--- Start of Material ---

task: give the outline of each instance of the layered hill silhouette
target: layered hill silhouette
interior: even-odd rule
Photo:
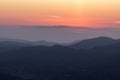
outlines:
[[[74,48],[74,49],[92,49],[94,47],[111,45],[114,43],[120,43],[120,40],[112,39],[109,37],[97,37],[93,39],[82,40],[75,44],[69,45],[69,47]]]
[[[79,43],[77,48],[58,44],[4,48],[6,51],[0,52],[0,73],[16,80],[120,79],[119,40],[99,37]]]

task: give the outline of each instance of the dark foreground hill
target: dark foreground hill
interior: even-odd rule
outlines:
[[[112,39],[109,37],[97,37],[97,38],[79,41],[75,44],[69,45],[68,47],[71,47],[74,49],[92,49],[94,47],[106,46],[114,43],[120,43],[120,40]]]
[[[1,52],[0,72],[23,80],[120,80],[120,43],[89,50],[54,45]]]

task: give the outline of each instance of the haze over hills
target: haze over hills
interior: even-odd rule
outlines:
[[[100,47],[105,45],[111,45],[114,43],[119,43],[119,39],[112,39],[109,37],[96,37],[92,39],[86,40],[77,40],[70,43],[57,43],[57,42],[49,42],[45,40],[41,41],[27,41],[27,40],[19,40],[19,39],[0,39],[0,47],[1,48],[21,48],[21,47],[28,47],[28,46],[47,46],[51,47],[56,44],[67,46],[73,49],[92,49],[94,47]]]
[[[98,36],[120,37],[120,28],[93,28],[81,26],[0,26],[0,37],[30,41],[68,43]]]
[[[100,45],[103,40],[108,43]],[[9,51],[5,48],[0,52],[0,73],[18,80],[119,80],[120,42],[99,37],[85,40],[86,43],[95,43],[94,48],[88,45],[86,50],[74,49],[58,44]]]

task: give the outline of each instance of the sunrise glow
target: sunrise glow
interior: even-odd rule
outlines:
[[[120,0],[0,0],[0,25],[119,27]]]

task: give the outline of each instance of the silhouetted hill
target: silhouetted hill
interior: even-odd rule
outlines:
[[[119,40],[115,40],[108,37],[98,37],[93,39],[87,39],[70,45],[69,47],[74,49],[92,49],[94,47],[110,45],[114,43],[120,42]]]
[[[87,50],[53,45],[0,52],[0,72],[24,80],[120,80],[119,40],[91,40],[89,44],[108,43]]]

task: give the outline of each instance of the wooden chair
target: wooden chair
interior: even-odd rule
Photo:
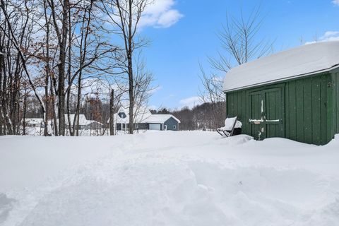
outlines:
[[[234,131],[234,127],[237,124],[237,119],[238,119],[238,117],[236,116],[234,117],[234,121],[233,122],[233,125],[231,128],[231,130],[226,130],[226,129],[224,129],[224,128],[219,128],[219,129],[217,129],[217,132],[219,134],[220,134],[222,136],[226,136],[226,137],[230,137],[233,136],[233,133]],[[226,120],[227,120],[227,119],[226,119]]]

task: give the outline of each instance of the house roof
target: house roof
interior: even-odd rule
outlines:
[[[71,125],[73,125],[73,122],[74,121],[74,116],[75,116],[75,114],[69,114]],[[86,117],[85,117],[85,114],[79,114],[79,125],[80,126],[87,126],[90,123],[90,121],[89,121],[86,119]],[[69,117],[67,116],[67,114],[65,114],[65,124],[66,125],[69,124]]]
[[[327,71],[339,65],[339,41],[316,42],[282,51],[231,69],[224,92]]]
[[[144,123],[164,123],[170,118],[173,118],[177,122],[180,123],[180,120],[174,117],[172,114],[152,114],[149,118],[146,119]]]
[[[23,119],[21,119],[21,121],[23,122]],[[25,119],[25,123],[31,125],[40,125],[42,124],[44,120],[41,118],[26,118]]]
[[[117,114],[114,114],[114,118],[117,119],[117,123],[129,123],[129,109],[126,107],[121,107],[118,111],[118,114],[124,112],[126,114],[125,118],[121,118]],[[133,110],[134,123],[142,123],[152,115],[150,110],[143,107],[138,107]]]
[[[119,113],[124,112],[126,114],[125,118],[121,118],[119,116]],[[117,113],[115,113],[114,117],[116,123],[129,123],[129,111],[128,108],[120,107]],[[172,114],[152,114],[150,111],[147,107],[139,107],[138,110],[134,111],[134,123],[164,123],[170,118],[172,117],[180,123],[180,120],[174,117]]]

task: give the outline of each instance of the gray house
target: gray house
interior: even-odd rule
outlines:
[[[120,107],[114,114],[117,131],[127,131],[129,124],[129,109]],[[134,112],[136,130],[179,130],[180,120],[172,114],[152,114],[146,108],[139,108]]]

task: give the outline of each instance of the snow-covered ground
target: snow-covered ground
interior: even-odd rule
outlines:
[[[0,225],[339,225],[339,136],[0,137]]]

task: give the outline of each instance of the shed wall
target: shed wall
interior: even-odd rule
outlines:
[[[172,130],[174,131],[178,130],[179,123],[177,120],[175,120],[172,117],[170,117],[170,119],[168,119],[164,123],[164,124],[167,126],[167,130]],[[174,126],[175,126],[175,129],[174,128]]]
[[[328,83],[334,83],[333,81],[339,84],[339,73],[319,74],[227,93],[227,115],[237,115],[243,123],[243,133],[256,137],[249,121],[249,93],[282,85],[285,87],[282,137],[307,143],[326,144],[339,131],[339,98],[335,98],[339,95],[339,85],[328,86]]]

--- End of Material ---

• _Written instruction_
Reproduce every item above line for line, without changing anything, and omit the pictures from your output.

• _Completed task_
task: give the outline of each instance of the layered hill silhouette
target: layered hill silhouette
interior: even-odd rule
Photo:
outlines:
[[[74,48],[74,49],[92,49],[94,47],[111,45],[114,43],[120,43],[120,40],[112,39],[109,37],[97,37],[93,39],[82,40],[75,44],[69,45],[69,47]]]
[[[79,43],[77,48],[58,44],[4,48],[6,51],[0,52],[0,73],[16,80],[120,79],[119,40],[99,37]]]

task: give the outline of each instance of the dark foreground hill
target: dark foreground hill
interior: even-odd rule
outlines:
[[[112,39],[109,37],[97,37],[97,38],[79,41],[75,44],[69,45],[68,47],[71,47],[74,49],[92,49],[94,47],[106,46],[114,43],[120,43],[120,40]]]
[[[1,52],[0,72],[23,80],[120,80],[120,43],[89,50],[54,45]]]

task: give the outline of each instance of the haze over hills
target: haze over hills
interior: even-odd rule
outlines:
[[[100,47],[105,45],[111,45],[114,43],[119,43],[119,39],[112,39],[109,37],[96,37],[92,39],[86,40],[77,40],[70,43],[57,43],[57,42],[49,42],[45,40],[41,41],[27,41],[27,40],[19,40],[19,39],[0,39],[0,47],[1,48],[21,48],[21,47],[28,47],[28,46],[47,46],[51,47],[56,44],[67,46],[73,49],[92,49],[94,47]]]
[[[98,36],[120,37],[120,28],[93,28],[81,26],[0,26],[0,37],[30,41],[68,43]]]
[[[100,45],[103,40],[108,43]],[[9,51],[5,48],[0,52],[0,73],[18,80],[119,80],[120,42],[99,37],[85,40],[86,43],[95,43],[94,48],[88,45],[86,50],[74,49],[58,44]]]

task: give the outline of each instance of the sunrise glow
target: sunrise glow
interior: even-odd rule
outlines:
[[[120,0],[0,0],[0,25],[119,27]]]

task: give the outline of each instance of the silhouetted hill
target: silhouetted hill
interior: even-odd rule
outlines:
[[[119,40],[115,40],[108,37],[98,37],[93,39],[87,39],[70,45],[69,47],[74,49],[92,49],[94,47],[110,45],[114,43],[120,42]]]
[[[87,50],[53,45],[0,52],[0,72],[24,80],[120,80],[119,40],[91,40],[89,44],[108,43]]]

task: give the outline of each instance of the wooden chair
target: wooden chair
interior: even-odd rule
Photo:
outlines:
[[[234,131],[234,127],[237,124],[237,119],[238,119],[238,117],[236,116],[234,117],[234,121],[233,122],[233,125],[231,128],[231,130],[226,130],[226,129],[224,129],[224,128],[219,128],[219,129],[217,129],[217,132],[219,134],[220,134],[222,136],[226,136],[226,137],[230,137],[233,136],[233,133]],[[226,120],[227,120],[227,119],[226,119]]]

task: give the outline of each instance of the house roof
target: house roof
interior: even-odd rule
outlines:
[[[71,125],[73,125],[73,122],[74,121],[74,116],[75,116],[75,114],[69,114]],[[86,117],[85,117],[85,114],[79,114],[79,125],[80,126],[87,126],[90,123],[90,121],[89,121],[86,119]],[[69,117],[67,116],[67,114],[65,114],[65,124],[66,125],[69,124]]]
[[[327,71],[339,65],[339,41],[316,42],[282,51],[231,69],[224,92]]]
[[[144,123],[164,123],[170,118],[173,118],[177,122],[180,123],[180,120],[174,117],[172,114],[152,114],[149,118],[146,119]]]
[[[23,119],[21,119],[21,121],[23,122]],[[25,119],[25,123],[31,125],[40,125],[42,124],[44,120],[41,118],[26,118]]]
[[[117,114],[114,114],[114,118],[117,119],[117,123],[129,123],[129,109],[126,107],[121,107],[118,111],[118,114],[124,112],[126,114],[125,118],[121,118]],[[133,110],[134,123],[142,123],[152,115],[150,110],[143,107],[138,107]]]
[[[119,113],[124,112],[126,114],[125,118],[121,118],[119,116]],[[117,113],[115,113],[114,117],[116,123],[129,123],[129,111],[128,108],[120,107]],[[172,114],[152,114],[150,111],[147,107],[139,107],[138,110],[134,111],[134,123],[164,123],[170,118],[172,117],[180,123],[180,120],[174,117]]]

task: give the outline of each instance of the gray house
target: gray house
interior: even-odd rule
outlines:
[[[120,107],[114,114],[117,131],[127,131],[129,124],[129,109]],[[134,112],[136,130],[179,130],[180,120],[172,114],[152,114],[146,108],[139,108]]]

task: give the outline of each instance of the snow-covered ground
target: snow-covered ground
interior: even-odd rule
outlines:
[[[0,225],[339,225],[339,136],[0,137]]]

task: give the outline of each instance of the shed wall
target: shed wall
interior: even-odd rule
outlines:
[[[172,130],[174,131],[178,130],[179,123],[177,120],[175,120],[172,117],[170,117],[170,119],[168,119],[164,123],[164,124],[167,126],[167,130]],[[174,126],[175,126],[175,129],[174,128]]]
[[[328,83],[334,83],[333,81],[339,84],[339,73],[319,74],[227,93],[227,115],[237,115],[243,123],[243,133],[256,137],[249,121],[249,93],[282,85],[285,87],[282,137],[307,143],[326,144],[339,131],[339,98],[335,98],[339,95],[339,85],[328,86]]]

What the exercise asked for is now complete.